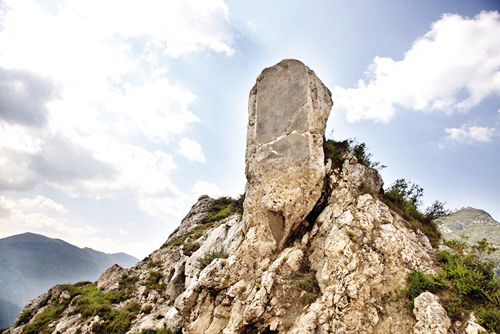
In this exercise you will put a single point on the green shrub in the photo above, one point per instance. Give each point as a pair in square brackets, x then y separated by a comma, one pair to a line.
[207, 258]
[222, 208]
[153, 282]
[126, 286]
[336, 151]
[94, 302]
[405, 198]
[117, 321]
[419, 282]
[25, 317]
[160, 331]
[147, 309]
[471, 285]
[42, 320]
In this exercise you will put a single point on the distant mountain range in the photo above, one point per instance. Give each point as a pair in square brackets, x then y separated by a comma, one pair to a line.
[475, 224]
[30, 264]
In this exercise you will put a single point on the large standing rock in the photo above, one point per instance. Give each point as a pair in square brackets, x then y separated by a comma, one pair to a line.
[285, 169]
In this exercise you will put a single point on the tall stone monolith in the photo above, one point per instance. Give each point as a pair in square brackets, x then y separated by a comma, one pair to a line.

= = = = =

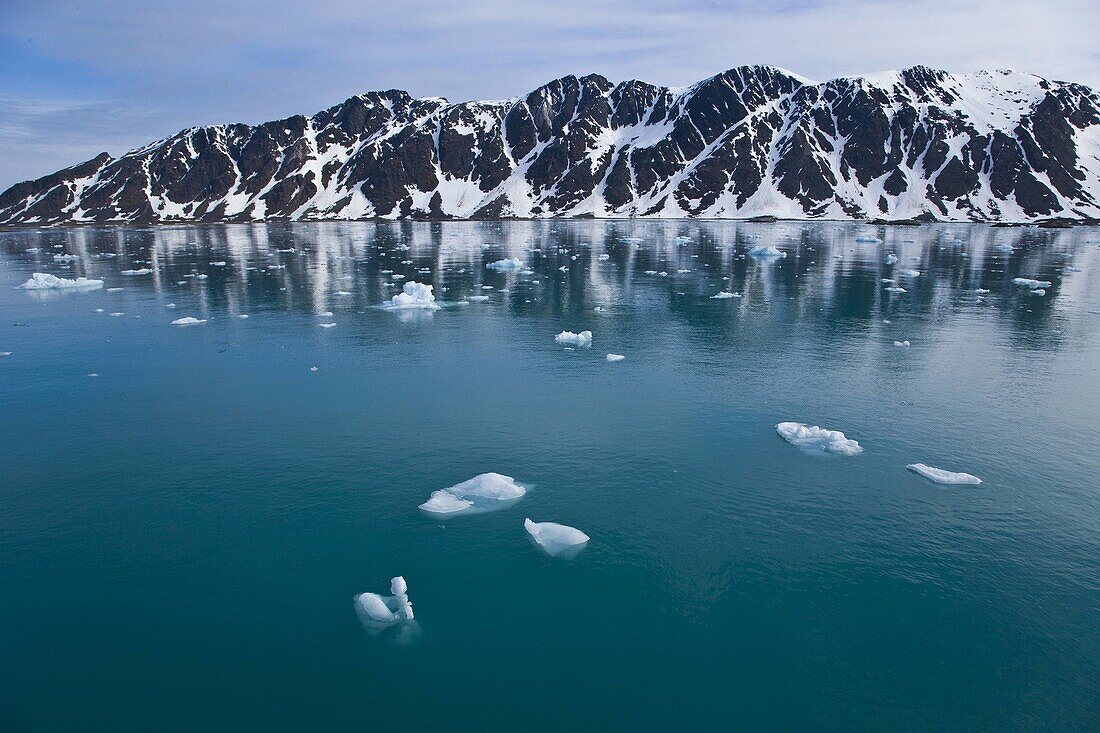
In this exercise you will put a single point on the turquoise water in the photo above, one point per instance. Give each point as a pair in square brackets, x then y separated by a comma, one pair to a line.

= = = = =

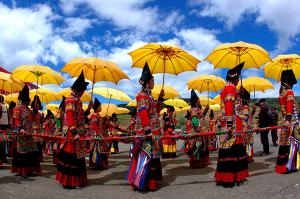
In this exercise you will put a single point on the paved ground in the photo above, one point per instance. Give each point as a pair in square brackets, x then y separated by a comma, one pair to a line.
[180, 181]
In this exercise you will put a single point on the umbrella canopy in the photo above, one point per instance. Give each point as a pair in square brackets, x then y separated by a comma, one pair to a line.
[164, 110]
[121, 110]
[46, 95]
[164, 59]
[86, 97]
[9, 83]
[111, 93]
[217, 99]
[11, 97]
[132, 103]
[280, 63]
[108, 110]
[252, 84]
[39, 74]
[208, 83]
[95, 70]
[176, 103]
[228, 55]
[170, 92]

= = = = =

Exercise directions
Find each line in the material above that contains the word "brackets", and copy every one of those lines in full.

The completed task
In this exercise you will put a single point on the green shrub in the photo above, one point per instance. Give each point as a pair in square brackets, x then y separated by a comma, one pair to a line.
In this exercise you will put a single point on the distant mountain range in the photo above, one point per instance. Give each point as a pair in square brackets, x then y separated by a comma, one pair to a line.
In this exercise you will put a single point on the large standing rock in the photo above, one point per instance. Give each point as a pair in square brackets, x then y separated by a comma, one pair to a line.
In this exercise you will put a single point on the tall stone monolith in the photo above, one point per instance. Give each point as a pair in square brackets, x then y separated by a comma, one pair to a line.
In this exercise you will put a single point on the turquoise water in the photo above, one point per instance. Give each point as a pair in square brackets, x then y separated by a comma, one pair to a line.
In this exercise you will put a single point on the paved ground in the photo above, one point per instance. Give each point as a pair in square brackets, x then y separated by a comma, one pair to a line.
In this exercise you will put a single point on the umbrella canopy in the photo above, one point per instance. Give each point as a pair in square brackets, x then y separated by a comma, one pair to a line.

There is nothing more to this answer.